→ **INSTRUCTION**:
Return the listing below unchanged, minus its pictures.

(Records from a data source)
Begin

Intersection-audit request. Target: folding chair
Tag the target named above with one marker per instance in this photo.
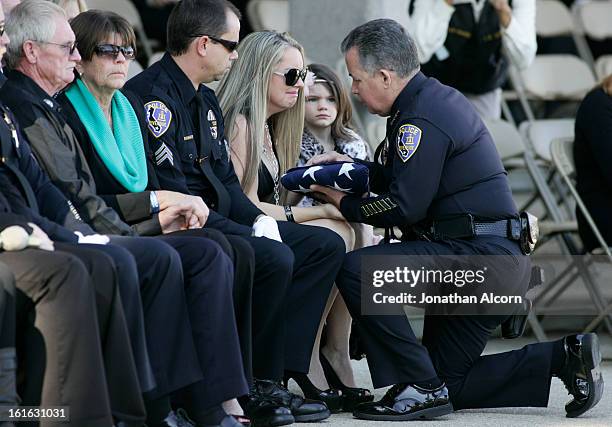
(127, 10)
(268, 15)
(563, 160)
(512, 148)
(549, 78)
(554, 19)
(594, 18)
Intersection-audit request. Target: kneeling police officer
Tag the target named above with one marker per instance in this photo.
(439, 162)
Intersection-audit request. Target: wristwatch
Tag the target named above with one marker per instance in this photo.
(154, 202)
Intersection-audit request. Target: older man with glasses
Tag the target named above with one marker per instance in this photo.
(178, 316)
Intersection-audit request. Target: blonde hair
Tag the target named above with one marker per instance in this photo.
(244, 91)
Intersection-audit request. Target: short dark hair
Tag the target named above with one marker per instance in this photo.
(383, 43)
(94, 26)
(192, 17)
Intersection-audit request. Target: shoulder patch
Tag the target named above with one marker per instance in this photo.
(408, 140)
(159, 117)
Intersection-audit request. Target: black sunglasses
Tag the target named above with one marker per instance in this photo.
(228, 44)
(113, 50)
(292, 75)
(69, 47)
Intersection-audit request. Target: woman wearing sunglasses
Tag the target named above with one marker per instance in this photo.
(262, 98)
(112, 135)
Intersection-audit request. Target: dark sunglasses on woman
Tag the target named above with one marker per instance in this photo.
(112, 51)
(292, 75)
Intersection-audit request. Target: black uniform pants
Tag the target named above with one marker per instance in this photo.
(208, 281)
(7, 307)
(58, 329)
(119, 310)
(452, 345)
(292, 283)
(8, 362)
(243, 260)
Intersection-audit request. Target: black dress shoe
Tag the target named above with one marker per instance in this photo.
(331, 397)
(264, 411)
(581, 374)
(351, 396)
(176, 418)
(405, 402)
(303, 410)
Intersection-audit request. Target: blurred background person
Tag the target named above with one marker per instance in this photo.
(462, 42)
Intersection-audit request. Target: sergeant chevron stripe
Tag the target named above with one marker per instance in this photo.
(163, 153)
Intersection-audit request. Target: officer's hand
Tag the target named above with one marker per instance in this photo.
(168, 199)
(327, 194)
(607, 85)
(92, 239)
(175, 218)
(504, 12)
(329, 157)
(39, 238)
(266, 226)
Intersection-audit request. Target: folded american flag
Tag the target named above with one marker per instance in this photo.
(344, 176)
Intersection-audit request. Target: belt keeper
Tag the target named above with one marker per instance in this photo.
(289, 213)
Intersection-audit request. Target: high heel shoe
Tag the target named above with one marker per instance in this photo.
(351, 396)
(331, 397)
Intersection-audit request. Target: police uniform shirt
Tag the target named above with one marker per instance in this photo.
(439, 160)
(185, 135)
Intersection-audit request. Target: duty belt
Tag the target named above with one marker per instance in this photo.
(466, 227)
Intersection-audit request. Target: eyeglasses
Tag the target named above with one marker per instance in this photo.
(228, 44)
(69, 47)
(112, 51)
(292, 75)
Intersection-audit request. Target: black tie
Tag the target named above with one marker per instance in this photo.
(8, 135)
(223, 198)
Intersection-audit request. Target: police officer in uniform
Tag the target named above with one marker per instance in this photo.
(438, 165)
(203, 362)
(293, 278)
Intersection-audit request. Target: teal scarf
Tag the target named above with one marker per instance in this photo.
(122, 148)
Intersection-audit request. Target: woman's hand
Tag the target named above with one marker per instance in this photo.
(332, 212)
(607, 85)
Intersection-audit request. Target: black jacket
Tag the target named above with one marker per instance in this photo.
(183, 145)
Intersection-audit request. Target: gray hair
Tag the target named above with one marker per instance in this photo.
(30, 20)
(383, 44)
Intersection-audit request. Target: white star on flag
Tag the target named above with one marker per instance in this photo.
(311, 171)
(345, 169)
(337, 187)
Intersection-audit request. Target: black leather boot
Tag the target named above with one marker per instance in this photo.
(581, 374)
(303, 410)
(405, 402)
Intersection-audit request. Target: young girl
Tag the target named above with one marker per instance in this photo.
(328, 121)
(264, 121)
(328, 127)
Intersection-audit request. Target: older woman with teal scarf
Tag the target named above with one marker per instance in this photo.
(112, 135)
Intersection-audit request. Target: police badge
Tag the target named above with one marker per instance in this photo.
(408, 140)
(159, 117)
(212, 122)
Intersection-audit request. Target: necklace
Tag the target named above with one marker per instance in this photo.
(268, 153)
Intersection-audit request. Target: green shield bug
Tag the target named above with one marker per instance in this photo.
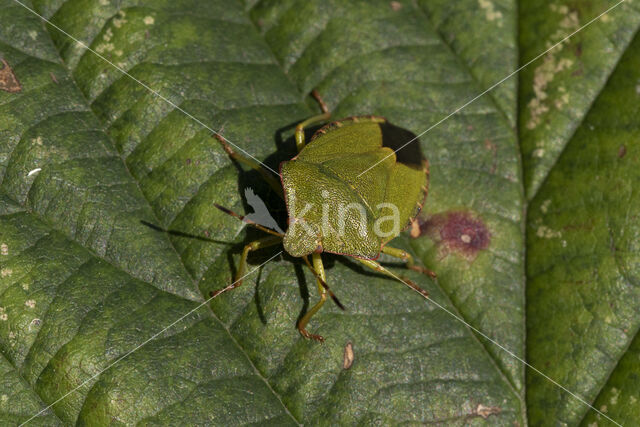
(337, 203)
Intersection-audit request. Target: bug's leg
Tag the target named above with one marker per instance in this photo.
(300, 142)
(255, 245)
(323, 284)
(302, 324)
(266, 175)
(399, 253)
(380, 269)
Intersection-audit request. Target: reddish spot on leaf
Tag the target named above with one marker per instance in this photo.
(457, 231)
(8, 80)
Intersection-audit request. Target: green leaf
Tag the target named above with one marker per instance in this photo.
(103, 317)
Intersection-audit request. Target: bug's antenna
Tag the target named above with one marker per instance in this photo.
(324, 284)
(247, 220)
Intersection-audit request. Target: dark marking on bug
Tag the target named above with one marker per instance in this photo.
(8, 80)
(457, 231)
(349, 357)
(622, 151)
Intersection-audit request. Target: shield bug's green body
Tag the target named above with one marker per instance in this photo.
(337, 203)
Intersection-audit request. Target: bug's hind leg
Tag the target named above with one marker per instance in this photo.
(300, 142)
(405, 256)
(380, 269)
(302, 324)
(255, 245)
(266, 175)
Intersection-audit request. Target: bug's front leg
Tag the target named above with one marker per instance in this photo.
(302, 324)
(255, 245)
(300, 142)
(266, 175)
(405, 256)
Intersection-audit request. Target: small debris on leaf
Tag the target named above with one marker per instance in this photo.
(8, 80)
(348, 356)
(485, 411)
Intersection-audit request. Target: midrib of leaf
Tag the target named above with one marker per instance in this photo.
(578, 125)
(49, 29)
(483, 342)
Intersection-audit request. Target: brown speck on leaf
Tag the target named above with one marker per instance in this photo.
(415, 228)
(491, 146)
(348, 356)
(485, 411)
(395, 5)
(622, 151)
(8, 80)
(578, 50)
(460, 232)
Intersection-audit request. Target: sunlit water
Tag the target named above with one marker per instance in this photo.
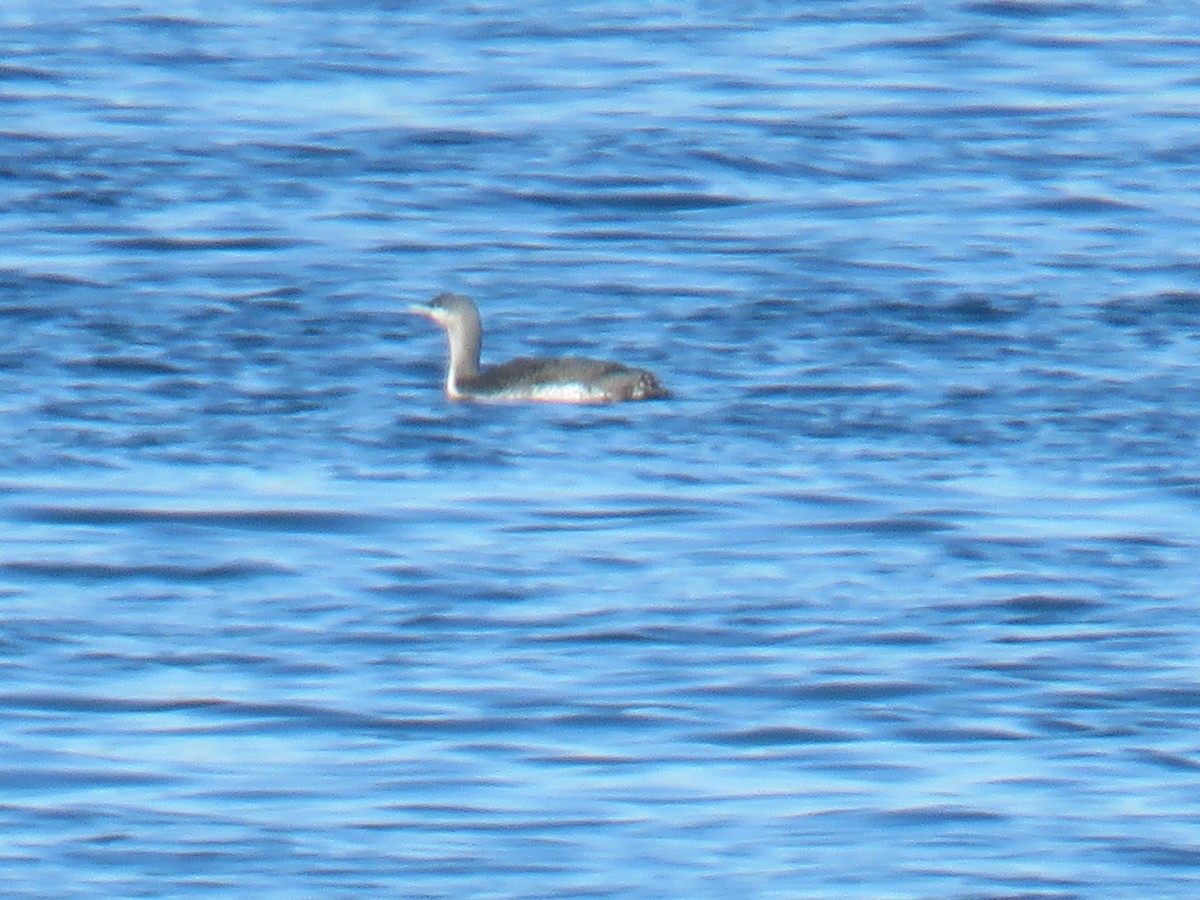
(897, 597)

End

→ **EXERCISE RESPONSE**:
Intersection-audit request. Target: folding chair
Tag the target named above with one marker per instance in this photo.
(127, 10)
(268, 15)
(563, 160)
(512, 148)
(549, 78)
(554, 19)
(594, 18)
Intersection-audit request. Target: kneeling police officer
Tag the target named above with one marker per instance in this photo.
(439, 162)
Intersection-audit request. Target: wristwatch
Tag the target named above with one marker per instance in this photo.
(154, 202)
Intersection-audit request. Target: older man with glasses
Tag the target named above with one marker per instance in this photo.
(178, 316)
Intersection-audit request. Target: blonde hair
Tag the target named above with one marker per instance in this photo.
(244, 91)
Intersection-audit request. Target: short dark hair
Tag the target named above with one marker per instance in this photo.
(383, 43)
(94, 26)
(192, 17)
Intersection-audit request. Target: shoulder patch
Tag the target named above with one marker per instance in this photo.
(408, 140)
(159, 117)
Intersection-audit request. Target: black sunglasses
Tag the target named above with one marker per instance in this photo.
(228, 44)
(113, 50)
(292, 75)
(69, 47)
Intersection-audit request. Target: woman wearing sunglasses
Tag the target named above with one marker per instance in this photo.
(262, 98)
(112, 135)
Intersection-audit request. Target: dark sunglasses on woman
Tag the target named above with one marker per instance in this photo.
(112, 51)
(292, 75)
Intersection-audit request. Target: black uniform pants
Tag the target named above with one marker per instance in this photo.
(208, 281)
(7, 307)
(58, 329)
(119, 310)
(452, 345)
(292, 283)
(8, 362)
(243, 260)
Intersection-audit request. Target: black dress shoe
Tag the target named above with one marker per instance in this photo.
(331, 397)
(264, 411)
(581, 374)
(351, 396)
(176, 418)
(405, 402)
(303, 410)
Intersection-audit request. Target: blurred background person
Tag the target named above with one marker per instance in this photo.
(462, 42)
Intersection-audit request. Target: sergeant chevron stripe
Tag the target named above with one marker per instance in this photo.
(163, 153)
Intersection-audit request. Target: officer's hand
Tag the target named above with one marker per instance in this photo.
(168, 199)
(327, 194)
(607, 85)
(92, 239)
(175, 218)
(504, 12)
(329, 157)
(39, 238)
(266, 226)
Intersection-audit request. Target: folded american flag
Tag the target named above with one marker per instance in this photo.
(344, 176)
Intersection-audit request. Target: belt keeper
Tag the target named above with one marker per instance in this photo.
(289, 213)
Intersection-audit request. Target: high heel shoe
Tag the target named above with one marker per instance in this photo.
(351, 396)
(331, 397)
Intersection-audit request. Target: police uniform shirt
Tag the target named above with one marker per instance in this photo.
(439, 160)
(185, 135)
Intersection-audit request. Target: duty belt
Tag the target named above with one marker per instance in this photo.
(466, 227)
Intersection-audit request. Target: eyeglasses
Tag the target named above with one marker per instance in this photo.
(228, 44)
(69, 47)
(112, 51)
(292, 75)
Intersection-audit request. Target: black tie
Tag the target named above with one marker per instance in this photo.
(8, 135)
(223, 198)
Intersection-audit request. Target: police officer in uniform
Tag the target named above with one marker per instance in this photo.
(438, 165)
(203, 362)
(293, 278)
Intersection-audit request. Target: teal scarf
Tag the target named above with one marker per instance in this photo.
(122, 148)
Intersection-audit request. Target: woman's hand
Tag the target named above with one marker per instance in this photo.
(332, 212)
(607, 85)
Intersection-audit request. Target: black jacket
Tag the target named above with one marker per instance in this photo.
(183, 145)
Intersection-audit request. Target: gray hair
Tag the target named above with one marker per instance in this photo.
(30, 20)
(383, 44)
Intersection-audit request. Target: white star on flag
Tag the target named above with one marker per instance in this photo.
(311, 171)
(345, 169)
(337, 187)
Intersection-audit request. Target: black leather boot
Tag the target named above with one marker per instance in this photo.
(581, 374)
(303, 410)
(405, 402)
Intersection-audit request. Target: young girl
Tag the target named above with one marker per instance in this photo.
(328, 121)
(264, 121)
(328, 127)
Intersection-audit request. Target: older woman with teal scarf
Tag the target named above with one marker per instance in this photo.
(112, 135)
Intersection-audit request. Target: police badge
Tag the target named above with one marker per instance in this photo.
(408, 140)
(159, 117)
(212, 122)
Intersection-audit request. Target: necklace
Tag the target named above with one marker per instance in this photo.
(268, 153)
Intersection-audit request. Target: green shield bug
Tag the target named above with one marker per instance in this photo.
(337, 203)
Intersection-audit request. Target: bug's leg
Tag the target named above with one marker per instance in this photo.
(300, 142)
(255, 245)
(323, 284)
(302, 324)
(266, 175)
(399, 253)
(380, 269)
Intersection-audit request. Target: reddish spot on leaf
Tag the target named above with one marker per instance in this photo.
(457, 231)
(8, 80)
Intersection-audit request. Target: green leaf
Tag the target named above with one marker per instance in this photo.
(103, 317)
Intersection-audit request. Target: bug's antenna
Tag the target named above with one marker per instance in this photo.
(324, 284)
(247, 220)
Intersection-audit request. Target: dark marking on bug
Tag the target named above with one marker per instance in this photo.
(8, 80)
(457, 231)
(349, 357)
(622, 151)
Intersection-audit request. Target: shield bug's green body
Tag the target named above with one marker per instance in this photo.
(337, 203)
Intersection-audit request. Target: bug's hind leg
Tag the target named above with one marker per instance in this photo.
(300, 142)
(405, 256)
(380, 269)
(302, 324)
(255, 245)
(266, 175)
Intersection-audit request. Target: bug's front leg
Tag the target named above with one marker per instance in this photo.
(302, 324)
(255, 245)
(300, 142)
(266, 175)
(405, 256)
Intersection-audit request. Target: small debris on leaf
Tag the target named above with one marker per instance in this photo.
(8, 80)
(348, 356)
(485, 411)
Intersection-audit request. Target: midrib of leaf
Tag the target named above with one marker per instance in this photo.
(578, 125)
(49, 29)
(483, 342)
Intersection-audit request. Target: brown speck on leaf
Tag the target named above with one marker per instance in this photo.
(415, 228)
(491, 146)
(348, 356)
(485, 411)
(395, 5)
(622, 151)
(8, 80)
(578, 50)
(460, 232)
Intersection-audit request. Target: sunlit water
Tag the target named above with one marker per instance in this photo.
(897, 597)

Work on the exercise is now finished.